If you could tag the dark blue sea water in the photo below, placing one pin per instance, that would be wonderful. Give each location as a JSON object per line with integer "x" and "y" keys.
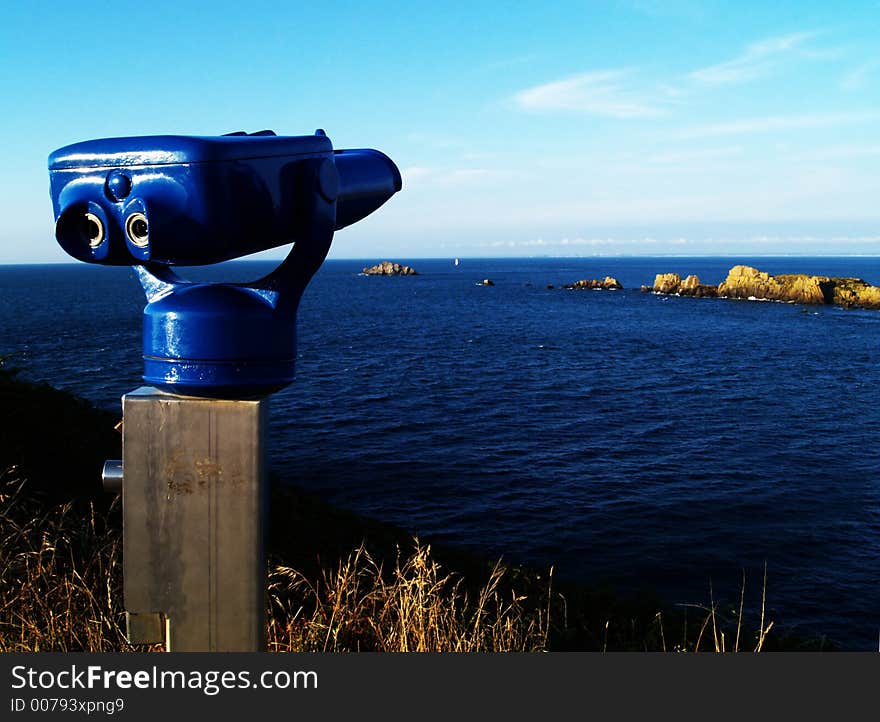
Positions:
{"x": 620, "y": 436}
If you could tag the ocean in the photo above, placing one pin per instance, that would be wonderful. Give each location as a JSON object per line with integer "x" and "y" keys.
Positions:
{"x": 628, "y": 439}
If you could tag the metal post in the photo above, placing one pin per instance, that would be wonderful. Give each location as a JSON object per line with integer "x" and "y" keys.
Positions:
{"x": 194, "y": 567}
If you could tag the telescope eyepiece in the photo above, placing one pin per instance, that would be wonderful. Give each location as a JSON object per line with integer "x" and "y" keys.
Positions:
{"x": 93, "y": 230}
{"x": 137, "y": 229}
{"x": 82, "y": 229}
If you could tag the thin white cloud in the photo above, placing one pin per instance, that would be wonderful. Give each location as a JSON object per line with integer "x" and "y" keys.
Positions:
{"x": 689, "y": 156}
{"x": 757, "y": 60}
{"x": 774, "y": 123}
{"x": 603, "y": 92}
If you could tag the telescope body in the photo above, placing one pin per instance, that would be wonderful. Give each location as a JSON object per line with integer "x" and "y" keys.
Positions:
{"x": 155, "y": 202}
{"x": 193, "y": 201}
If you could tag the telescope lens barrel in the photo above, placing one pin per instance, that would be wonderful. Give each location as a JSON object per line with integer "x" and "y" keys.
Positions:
{"x": 367, "y": 179}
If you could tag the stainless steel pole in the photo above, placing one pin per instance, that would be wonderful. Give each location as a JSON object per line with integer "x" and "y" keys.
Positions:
{"x": 194, "y": 569}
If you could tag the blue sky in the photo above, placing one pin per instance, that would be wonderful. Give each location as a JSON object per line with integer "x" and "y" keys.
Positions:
{"x": 562, "y": 128}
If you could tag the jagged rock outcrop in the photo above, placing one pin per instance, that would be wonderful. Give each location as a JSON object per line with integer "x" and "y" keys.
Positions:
{"x": 387, "y": 268}
{"x": 690, "y": 286}
{"x": 855, "y": 293}
{"x": 609, "y": 283}
{"x": 750, "y": 283}
{"x": 666, "y": 283}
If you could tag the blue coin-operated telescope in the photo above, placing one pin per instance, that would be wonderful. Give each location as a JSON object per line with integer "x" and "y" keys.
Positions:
{"x": 160, "y": 201}
{"x": 192, "y": 475}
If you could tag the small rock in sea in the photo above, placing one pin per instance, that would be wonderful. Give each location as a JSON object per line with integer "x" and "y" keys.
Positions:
{"x": 387, "y": 268}
{"x": 671, "y": 283}
{"x": 609, "y": 283}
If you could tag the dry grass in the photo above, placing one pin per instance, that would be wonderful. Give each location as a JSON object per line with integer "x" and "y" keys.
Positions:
{"x": 61, "y": 590}
{"x": 60, "y": 575}
{"x": 417, "y": 607}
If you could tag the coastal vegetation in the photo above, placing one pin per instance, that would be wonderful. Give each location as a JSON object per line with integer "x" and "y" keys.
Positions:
{"x": 337, "y": 581}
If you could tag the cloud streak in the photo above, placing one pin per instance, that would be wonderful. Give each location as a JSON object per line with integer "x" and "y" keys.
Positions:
{"x": 602, "y": 92}
{"x": 757, "y": 60}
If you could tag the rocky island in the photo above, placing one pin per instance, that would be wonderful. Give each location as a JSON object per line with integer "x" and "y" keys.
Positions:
{"x": 609, "y": 283}
{"x": 750, "y": 283}
{"x": 387, "y": 268}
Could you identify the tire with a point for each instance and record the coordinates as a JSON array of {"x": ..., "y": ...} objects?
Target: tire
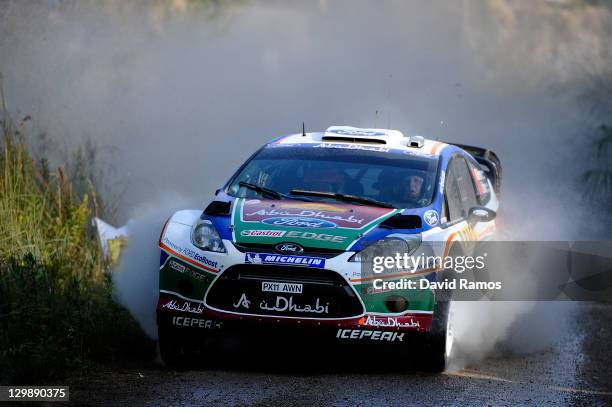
[
  {"x": 172, "y": 348},
  {"x": 439, "y": 341}
]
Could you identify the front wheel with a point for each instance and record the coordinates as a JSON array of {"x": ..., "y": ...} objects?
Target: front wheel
[{"x": 439, "y": 341}]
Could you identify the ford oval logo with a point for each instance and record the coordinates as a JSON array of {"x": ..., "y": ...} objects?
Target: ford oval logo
[
  {"x": 289, "y": 248},
  {"x": 300, "y": 222}
]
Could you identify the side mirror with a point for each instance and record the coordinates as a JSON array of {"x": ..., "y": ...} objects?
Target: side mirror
[{"x": 480, "y": 214}]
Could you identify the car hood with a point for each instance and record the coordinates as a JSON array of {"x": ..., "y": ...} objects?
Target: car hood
[{"x": 334, "y": 226}]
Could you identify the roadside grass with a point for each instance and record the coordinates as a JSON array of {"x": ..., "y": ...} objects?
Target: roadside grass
[{"x": 57, "y": 314}]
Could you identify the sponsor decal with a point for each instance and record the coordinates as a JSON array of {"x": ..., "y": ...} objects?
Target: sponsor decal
[
  {"x": 184, "y": 306},
  {"x": 370, "y": 335},
  {"x": 243, "y": 302},
  {"x": 356, "y": 132},
  {"x": 359, "y": 217},
  {"x": 289, "y": 248},
  {"x": 390, "y": 322},
  {"x": 271, "y": 258},
  {"x": 292, "y": 288},
  {"x": 314, "y": 206},
  {"x": 196, "y": 323},
  {"x": 305, "y": 223},
  {"x": 192, "y": 254},
  {"x": 284, "y": 304},
  {"x": 316, "y": 236},
  {"x": 177, "y": 266},
  {"x": 299, "y": 222},
  {"x": 431, "y": 217},
  {"x": 263, "y": 233}
]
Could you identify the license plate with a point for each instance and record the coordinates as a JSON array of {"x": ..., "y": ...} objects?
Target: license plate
[{"x": 274, "y": 287}]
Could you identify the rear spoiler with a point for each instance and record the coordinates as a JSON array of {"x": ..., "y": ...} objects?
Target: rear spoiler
[{"x": 489, "y": 162}]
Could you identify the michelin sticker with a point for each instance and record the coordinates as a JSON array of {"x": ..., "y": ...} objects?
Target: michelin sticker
[
  {"x": 271, "y": 258},
  {"x": 431, "y": 217}
]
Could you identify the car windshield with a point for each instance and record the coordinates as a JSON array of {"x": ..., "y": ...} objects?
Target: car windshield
[{"x": 399, "y": 179}]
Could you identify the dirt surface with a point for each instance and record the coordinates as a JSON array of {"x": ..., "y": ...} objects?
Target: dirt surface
[{"x": 576, "y": 370}]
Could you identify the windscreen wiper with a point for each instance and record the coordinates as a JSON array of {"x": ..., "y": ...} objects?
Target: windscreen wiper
[
  {"x": 342, "y": 197},
  {"x": 270, "y": 193}
]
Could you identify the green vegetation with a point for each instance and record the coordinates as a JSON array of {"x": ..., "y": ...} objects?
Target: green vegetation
[{"x": 57, "y": 313}]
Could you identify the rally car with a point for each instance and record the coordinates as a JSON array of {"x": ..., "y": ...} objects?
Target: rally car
[{"x": 283, "y": 241}]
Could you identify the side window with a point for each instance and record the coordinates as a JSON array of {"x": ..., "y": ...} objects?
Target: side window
[
  {"x": 453, "y": 198},
  {"x": 481, "y": 184},
  {"x": 460, "y": 194}
]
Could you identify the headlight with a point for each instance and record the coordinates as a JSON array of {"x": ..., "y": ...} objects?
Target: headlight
[
  {"x": 205, "y": 236},
  {"x": 389, "y": 246}
]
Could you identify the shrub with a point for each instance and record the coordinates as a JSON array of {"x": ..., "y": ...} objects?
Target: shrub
[{"x": 57, "y": 313}]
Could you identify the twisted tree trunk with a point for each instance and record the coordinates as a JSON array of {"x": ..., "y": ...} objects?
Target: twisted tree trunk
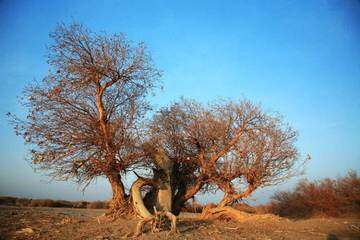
[
  {"x": 162, "y": 203},
  {"x": 118, "y": 201}
]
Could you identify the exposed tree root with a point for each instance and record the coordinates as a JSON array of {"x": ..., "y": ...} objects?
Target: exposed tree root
[
  {"x": 157, "y": 221},
  {"x": 230, "y": 213}
]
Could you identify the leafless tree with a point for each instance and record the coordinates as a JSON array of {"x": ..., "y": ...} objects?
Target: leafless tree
[
  {"x": 232, "y": 146},
  {"x": 83, "y": 117}
]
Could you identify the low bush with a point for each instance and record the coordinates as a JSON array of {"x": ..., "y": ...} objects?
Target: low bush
[
  {"x": 5, "y": 200},
  {"x": 327, "y": 197}
]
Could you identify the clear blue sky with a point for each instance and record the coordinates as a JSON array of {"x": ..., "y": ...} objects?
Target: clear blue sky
[{"x": 300, "y": 58}]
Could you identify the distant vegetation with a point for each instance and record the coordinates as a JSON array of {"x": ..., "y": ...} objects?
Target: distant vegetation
[
  {"x": 327, "y": 197},
  {"x": 25, "y": 202}
]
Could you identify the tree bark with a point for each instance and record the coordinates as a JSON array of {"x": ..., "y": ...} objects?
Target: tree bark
[{"x": 118, "y": 200}]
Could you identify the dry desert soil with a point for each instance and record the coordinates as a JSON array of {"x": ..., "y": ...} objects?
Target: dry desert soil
[{"x": 66, "y": 223}]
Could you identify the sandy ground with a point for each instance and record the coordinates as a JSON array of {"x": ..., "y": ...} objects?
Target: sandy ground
[{"x": 62, "y": 223}]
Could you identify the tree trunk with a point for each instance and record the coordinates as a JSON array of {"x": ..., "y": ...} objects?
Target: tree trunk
[{"x": 118, "y": 200}]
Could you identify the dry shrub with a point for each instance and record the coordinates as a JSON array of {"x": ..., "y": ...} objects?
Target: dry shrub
[
  {"x": 50, "y": 203},
  {"x": 81, "y": 204},
  {"x": 26, "y": 202},
  {"x": 192, "y": 207},
  {"x": 98, "y": 205},
  {"x": 327, "y": 197},
  {"x": 5, "y": 200},
  {"x": 23, "y": 202},
  {"x": 243, "y": 207}
]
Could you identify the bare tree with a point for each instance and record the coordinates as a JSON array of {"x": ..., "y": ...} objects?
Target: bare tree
[
  {"x": 231, "y": 146},
  {"x": 83, "y": 117}
]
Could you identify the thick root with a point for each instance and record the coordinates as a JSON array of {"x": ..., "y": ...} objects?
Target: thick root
[
  {"x": 233, "y": 214},
  {"x": 156, "y": 222}
]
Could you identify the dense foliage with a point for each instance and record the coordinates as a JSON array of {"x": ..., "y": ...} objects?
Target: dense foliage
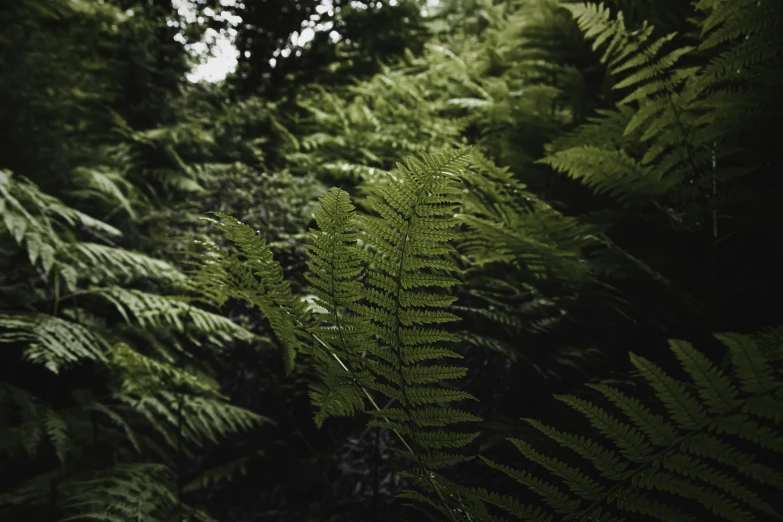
[{"x": 194, "y": 326}]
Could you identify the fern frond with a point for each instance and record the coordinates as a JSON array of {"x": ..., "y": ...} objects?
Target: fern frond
[
  {"x": 335, "y": 267},
  {"x": 52, "y": 341},
  {"x": 157, "y": 311},
  {"x": 257, "y": 279},
  {"x": 694, "y": 453}
]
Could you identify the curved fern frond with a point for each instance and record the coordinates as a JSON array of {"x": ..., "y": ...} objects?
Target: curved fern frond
[
  {"x": 52, "y": 341},
  {"x": 693, "y": 457},
  {"x": 254, "y": 276},
  {"x": 335, "y": 267},
  {"x": 156, "y": 311},
  {"x": 407, "y": 280}
]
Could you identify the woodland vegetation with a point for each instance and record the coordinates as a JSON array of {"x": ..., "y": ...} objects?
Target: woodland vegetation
[{"x": 481, "y": 260}]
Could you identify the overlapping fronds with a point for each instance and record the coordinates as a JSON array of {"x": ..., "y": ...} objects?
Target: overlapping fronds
[
  {"x": 373, "y": 329},
  {"x": 334, "y": 276},
  {"x": 52, "y": 341},
  {"x": 689, "y": 455},
  {"x": 251, "y": 274},
  {"x": 156, "y": 311}
]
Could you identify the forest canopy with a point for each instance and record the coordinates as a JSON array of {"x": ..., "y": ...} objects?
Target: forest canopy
[{"x": 465, "y": 260}]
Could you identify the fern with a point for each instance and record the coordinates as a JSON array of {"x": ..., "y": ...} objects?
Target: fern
[
  {"x": 370, "y": 332},
  {"x": 691, "y": 463}
]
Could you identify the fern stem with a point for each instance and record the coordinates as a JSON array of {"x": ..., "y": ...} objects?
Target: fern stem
[{"x": 374, "y": 404}]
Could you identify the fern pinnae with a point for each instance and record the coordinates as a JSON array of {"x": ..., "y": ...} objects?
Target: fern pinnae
[{"x": 422, "y": 197}]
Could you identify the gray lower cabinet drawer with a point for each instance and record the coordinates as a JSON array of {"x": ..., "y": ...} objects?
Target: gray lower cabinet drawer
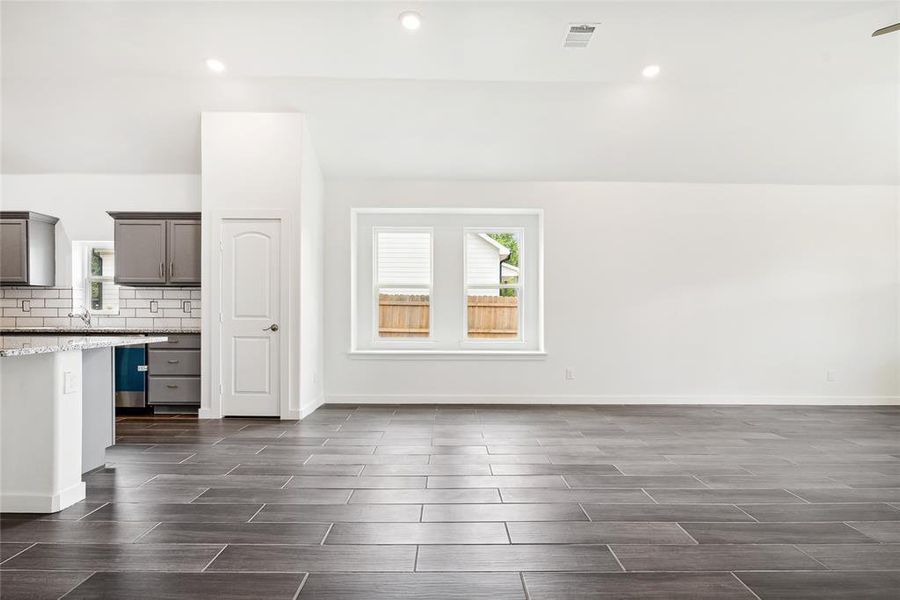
◇ ◇ ◇ ◇ ◇
Reproduce the lines above starting at the one with "Could you identify the dry shrub" and ending at the one with "Could you identify the fern frond", both included, exactly and with no pictures.

Could you identify the dry shrub with a point for each instance and record the coordinates as a JSON array of {"x": ..., "y": ...} objects?
Target: dry shrub
[
  {"x": 50, "y": 203},
  {"x": 81, "y": 204},
  {"x": 26, "y": 202},
  {"x": 192, "y": 207},
  {"x": 98, "y": 205},
  {"x": 327, "y": 197},
  {"x": 5, "y": 200},
  {"x": 23, "y": 202},
  {"x": 243, "y": 207}
]
Could you identify the bare tree with a point for each instance and record the coordinates as a JSON array of {"x": ..., "y": ...} objects?
Target: bare tree
[
  {"x": 231, "y": 146},
  {"x": 83, "y": 117}
]
Could you identify the thick root with a point for each instance and record the coordinates as a JSON array of {"x": ..., "y": ...} objects?
Target: thick root
[
  {"x": 233, "y": 214},
  {"x": 156, "y": 222}
]
Could you identify the dense foliage with a point for each instance and record the coordinates as a JSON array of {"x": ..., "y": ...} objects?
Target: dense foliage
[{"x": 194, "y": 326}]
Could you identify the fern frond with a point for each instance and record the coordinates as a JSON array of {"x": ..., "y": ...} objects?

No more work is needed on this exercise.